● THE TASK
The expected output is every entry below, exact in every character.

[Opening TASK INPUT section]

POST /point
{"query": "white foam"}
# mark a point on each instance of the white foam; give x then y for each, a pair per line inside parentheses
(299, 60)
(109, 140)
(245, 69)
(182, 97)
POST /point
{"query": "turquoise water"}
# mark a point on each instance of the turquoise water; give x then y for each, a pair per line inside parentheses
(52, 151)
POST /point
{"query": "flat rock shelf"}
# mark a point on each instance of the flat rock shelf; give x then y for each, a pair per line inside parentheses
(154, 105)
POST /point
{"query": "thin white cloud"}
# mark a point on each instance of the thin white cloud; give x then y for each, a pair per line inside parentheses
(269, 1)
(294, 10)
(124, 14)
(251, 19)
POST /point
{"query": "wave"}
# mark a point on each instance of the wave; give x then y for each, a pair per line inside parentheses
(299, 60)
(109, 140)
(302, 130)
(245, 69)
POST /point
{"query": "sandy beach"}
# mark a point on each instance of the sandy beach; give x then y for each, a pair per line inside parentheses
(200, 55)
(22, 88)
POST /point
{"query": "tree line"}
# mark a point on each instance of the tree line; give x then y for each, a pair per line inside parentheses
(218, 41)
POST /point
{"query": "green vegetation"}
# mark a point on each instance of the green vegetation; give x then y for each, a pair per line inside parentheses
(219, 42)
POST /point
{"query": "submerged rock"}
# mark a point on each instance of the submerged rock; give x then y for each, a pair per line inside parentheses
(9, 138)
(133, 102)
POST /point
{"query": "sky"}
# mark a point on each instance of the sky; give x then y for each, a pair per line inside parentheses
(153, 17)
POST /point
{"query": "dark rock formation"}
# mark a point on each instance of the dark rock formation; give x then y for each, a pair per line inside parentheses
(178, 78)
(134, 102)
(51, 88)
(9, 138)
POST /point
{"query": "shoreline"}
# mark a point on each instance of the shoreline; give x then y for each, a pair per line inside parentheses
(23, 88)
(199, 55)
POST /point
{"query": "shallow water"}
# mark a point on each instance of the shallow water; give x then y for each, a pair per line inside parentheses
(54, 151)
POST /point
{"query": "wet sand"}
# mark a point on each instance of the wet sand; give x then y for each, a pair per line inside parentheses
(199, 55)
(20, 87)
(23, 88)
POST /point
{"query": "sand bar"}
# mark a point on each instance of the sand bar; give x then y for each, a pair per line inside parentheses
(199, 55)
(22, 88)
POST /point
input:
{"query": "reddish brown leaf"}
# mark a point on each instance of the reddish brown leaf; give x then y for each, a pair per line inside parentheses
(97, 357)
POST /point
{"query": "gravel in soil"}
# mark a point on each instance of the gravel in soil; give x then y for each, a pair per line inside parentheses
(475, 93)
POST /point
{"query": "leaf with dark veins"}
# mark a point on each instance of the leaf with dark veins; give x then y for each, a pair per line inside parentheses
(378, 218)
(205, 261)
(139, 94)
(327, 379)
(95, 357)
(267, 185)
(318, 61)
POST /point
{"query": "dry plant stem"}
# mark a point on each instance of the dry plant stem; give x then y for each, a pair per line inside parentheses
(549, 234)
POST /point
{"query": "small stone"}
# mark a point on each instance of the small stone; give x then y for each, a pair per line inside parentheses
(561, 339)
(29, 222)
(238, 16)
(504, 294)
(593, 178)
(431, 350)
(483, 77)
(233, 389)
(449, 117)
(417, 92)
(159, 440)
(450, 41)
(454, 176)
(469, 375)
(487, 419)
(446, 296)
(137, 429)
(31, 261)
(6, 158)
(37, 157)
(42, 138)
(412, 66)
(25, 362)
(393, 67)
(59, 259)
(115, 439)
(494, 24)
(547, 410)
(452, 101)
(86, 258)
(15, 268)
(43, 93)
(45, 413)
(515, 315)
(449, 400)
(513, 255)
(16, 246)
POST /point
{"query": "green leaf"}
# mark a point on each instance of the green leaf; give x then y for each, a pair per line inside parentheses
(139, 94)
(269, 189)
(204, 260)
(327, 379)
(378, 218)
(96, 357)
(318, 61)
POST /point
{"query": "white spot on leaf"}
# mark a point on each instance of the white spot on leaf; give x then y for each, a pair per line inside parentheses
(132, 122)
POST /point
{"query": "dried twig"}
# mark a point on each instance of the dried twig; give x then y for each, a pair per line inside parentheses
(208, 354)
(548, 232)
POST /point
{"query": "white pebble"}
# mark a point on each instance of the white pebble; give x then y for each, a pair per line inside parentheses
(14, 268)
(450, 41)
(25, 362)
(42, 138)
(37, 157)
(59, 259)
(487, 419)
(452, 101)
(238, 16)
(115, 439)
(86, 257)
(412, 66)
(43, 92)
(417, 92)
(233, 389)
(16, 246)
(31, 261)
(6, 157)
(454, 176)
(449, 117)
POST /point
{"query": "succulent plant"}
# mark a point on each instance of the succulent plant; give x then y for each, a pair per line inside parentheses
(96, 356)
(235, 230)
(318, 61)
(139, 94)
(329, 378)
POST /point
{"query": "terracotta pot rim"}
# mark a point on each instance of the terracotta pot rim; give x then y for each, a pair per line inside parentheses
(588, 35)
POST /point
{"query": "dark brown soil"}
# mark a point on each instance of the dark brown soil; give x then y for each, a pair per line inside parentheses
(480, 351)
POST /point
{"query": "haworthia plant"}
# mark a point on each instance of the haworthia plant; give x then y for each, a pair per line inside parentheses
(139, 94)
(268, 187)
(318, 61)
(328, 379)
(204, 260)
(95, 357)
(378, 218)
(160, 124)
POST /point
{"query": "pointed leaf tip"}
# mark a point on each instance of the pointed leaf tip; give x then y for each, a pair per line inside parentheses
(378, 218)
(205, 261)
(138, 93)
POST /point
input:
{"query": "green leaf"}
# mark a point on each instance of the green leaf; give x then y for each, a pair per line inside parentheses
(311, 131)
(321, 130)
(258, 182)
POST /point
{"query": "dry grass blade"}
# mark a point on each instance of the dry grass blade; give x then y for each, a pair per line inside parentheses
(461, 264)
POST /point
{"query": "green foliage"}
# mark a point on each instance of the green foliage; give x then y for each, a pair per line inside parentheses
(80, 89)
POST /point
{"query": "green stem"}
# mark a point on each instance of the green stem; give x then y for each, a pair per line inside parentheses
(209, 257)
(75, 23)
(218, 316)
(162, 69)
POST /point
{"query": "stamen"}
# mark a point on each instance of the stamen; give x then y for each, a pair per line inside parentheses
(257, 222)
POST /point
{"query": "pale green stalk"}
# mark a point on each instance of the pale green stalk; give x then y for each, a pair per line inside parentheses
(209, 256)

[Closing TASK INPUT section]

● TASK RESULT
POST /point
{"query": "white foam"}
# mark a point on each instance of the white foam; give x then y for each, a pair per line inside parentheses
(299, 60)
(109, 140)
(245, 69)
(182, 97)
POST /point
{"query": "turquoise water"}
# mark a point on each instance of the turquoise water; give x then y for each, a pair per line inside parentheses
(52, 151)
POST /point
{"query": "flat rock shelf"}
# mark a point on each instance of the flat rock shelf; give x then y for each, a pair per line inside parentheses
(154, 105)
POST /point
{"query": "thin white cloud"}
# mark a point on each instance of the thin white cloud; give x then y for each, a pair per line inside parentheses
(269, 1)
(294, 10)
(124, 14)
(251, 19)
POST /point
{"query": "wave"}
# mark a point on each instance of the wave; give x then y for each, a pair per line inside parentheses
(299, 60)
(109, 140)
(302, 130)
(245, 69)
POST /point
{"query": "sandy beach"}
# mark a point on each instance of the sandy beach; give x then y for each, a pair per line inside parentheses
(200, 55)
(22, 88)
POST /point
{"query": "tree line"}
# mark a point on each instance of the tree line; give x then y for each, a pair per line inside parentheses
(218, 41)
POST /point
{"query": "green vegetation"}
# mark a point on each instance of the green vegetation; give x then y for each, a pair per line inside parentheses
(219, 42)
POST /point
{"query": "submerged rock"}
# mark a point on each instance of the submerged rock; give x then y for each, a pair per line inside parentheses
(9, 138)
(133, 102)
POST /point
{"query": "sky"}
# mark a point on each instance of the sky; give x then y for each, a pair per line inside parentheses
(153, 17)
POST /point
{"query": "dark rock formation"}
# mark a point on each instance of the dark rock formation; give x then y for each, a pair per line inside parentheses
(178, 78)
(134, 102)
(51, 88)
(9, 138)
POST /point
{"query": "shoreline"}
# mark a point on each instance of the shoreline; give x then y for each, a pair per line inside parentheses
(23, 88)
(199, 55)
POST /point
{"query": "shallow water"}
# mark a point on each instance of the shallow water; give x then y for each, a pair per line inside parentheses
(54, 151)
POST /point
{"query": "wet sand"}
# mark a point on each instance of the wet sand; give x then y for each, a pair per line inside parentheses
(199, 55)
(20, 87)
(23, 88)
POST /point
{"query": "sand bar"}
# mark a point on each instance of the sand bar; give x then y for each, a pair per line inside parentheses
(199, 55)
(22, 88)
POST /point
input:
{"query": "reddish brown leaf"}
# mark a point on each instance of the reddish brown leaf; give x then y for each, a pair per line inside parentheses
(97, 357)
POST /point
{"query": "gravel in soil"}
# mark a point on each instance of the gravel in soil; give x then y for each, a pair per line inside parentheses
(475, 93)
POST /point
{"query": "leaf with dark veins"}
# mark a point on each instance of the leaf with dark veins; give x then y for each, a pair per line inside parentheses
(378, 218)
(205, 261)
(139, 94)
(327, 379)
(95, 357)
(267, 185)
(318, 61)
POST /point
{"query": "dry plant stem"}
# mark a point on each instance of the dry plant stem; give x then y for each, a pair per line inside parentheses
(549, 234)
POST /point
{"query": "small stone"}
# mark a point on each instance of the small stone; give x then y for each, a pair per line inside parentheses
(561, 339)
(29, 222)
(238, 16)
(504, 294)
(593, 178)
(431, 350)
(483, 77)
(233, 389)
(449, 117)
(417, 92)
(159, 440)
(450, 41)
(454, 176)
(469, 375)
(487, 419)
(446, 296)
(137, 429)
(31, 261)
(6, 158)
(37, 157)
(42, 138)
(412, 66)
(25, 362)
(393, 67)
(59, 259)
(115, 439)
(494, 24)
(547, 410)
(452, 101)
(86, 258)
(15, 268)
(43, 93)
(45, 413)
(515, 315)
(449, 400)
(513, 255)
(16, 246)
POST /point
{"query": "green leaf"}
# mark a point on each instance of the green leaf; give x then y for each, a pair per line inside parentheses
(139, 94)
(269, 189)
(204, 260)
(327, 379)
(378, 218)
(96, 357)
(318, 61)
POST /point
{"query": "white spot on leaf"}
# mark a point on each instance of the white spot on leaf; give x then y for each, a pair per line inside parentheses
(132, 122)
POST /point
{"query": "dried twig"}
# mark a point on each instance of the dried twig; give x then y for each, a pair per line inside parentheses
(208, 354)
(548, 232)
POST /point
{"query": "white pebble"}
# mark a point on each instance of the white pebble; give x then y for each, a pair per line inside parentheses
(14, 268)
(450, 41)
(25, 362)
(42, 138)
(37, 157)
(59, 259)
(487, 419)
(452, 101)
(238, 16)
(115, 439)
(86, 257)
(412, 66)
(43, 92)
(417, 92)
(233, 389)
(16, 246)
(31, 261)
(6, 157)
(454, 176)
(449, 117)
POST /point
{"query": "succulent plant"}
# mark a point on each instance of the succulent plant; give x then y for each, a pair per line inside parentheses
(96, 356)
(235, 230)
(318, 61)
(139, 94)
(329, 378)
POST /point
{"query": "terracotta pot rim"}
# mark a point on each instance of the terracotta pot rim; give x then y for each, a pair per line inside parentheses
(588, 35)
POST /point
{"query": "dark brown soil"}
# mark a point on each instance of the dark brown soil; give x then y for each, a pair per line inside parentheses
(480, 351)
POST /point
{"query": "haworthia plant"}
# mark a point on each instance of the haworthia plant; give x then y for each, a pair per line inside parentheses
(139, 94)
(268, 187)
(318, 61)
(328, 379)
(204, 260)
(95, 357)
(378, 218)
(160, 124)
POST /point
{"query": "pointed leaf tip"}
# mark a point on each instance of the pointed leaf tip; give x then y for each, a pair per line inside parentheses
(378, 218)
(205, 261)
(138, 93)
POST /point
input:
{"query": "green leaf"}
# mark a point on each instance of the green leaf; give x then y for each, a pair per line inside parentheses
(311, 131)
(321, 130)
(258, 182)
POST /point
{"query": "dry grass blade"}
# mark a point on each instance of the dry grass blade; give x then y for each, a pair per line inside parentheses
(461, 264)
POST /point
{"query": "green foliage"}
# mark a point on each instance of the green foliage; give x then y for each, a pair per line inside parentheses
(80, 89)
POST /point
{"query": "green stem"}
# mark a point on each instance of the green stem; give x then y for each, a pair per line inside parentheses
(209, 257)
(75, 23)
(218, 316)
(162, 69)
POST /point
{"query": "stamen"}
# mark a point on each instance of the stamen; give x then y for each, a pair per line inside parentheses
(257, 222)
POST /point
{"query": "pale green stalk"}
# mark a point on each instance of the pale green stalk; give x then y for each, a pair per line inside parentheses
(209, 256)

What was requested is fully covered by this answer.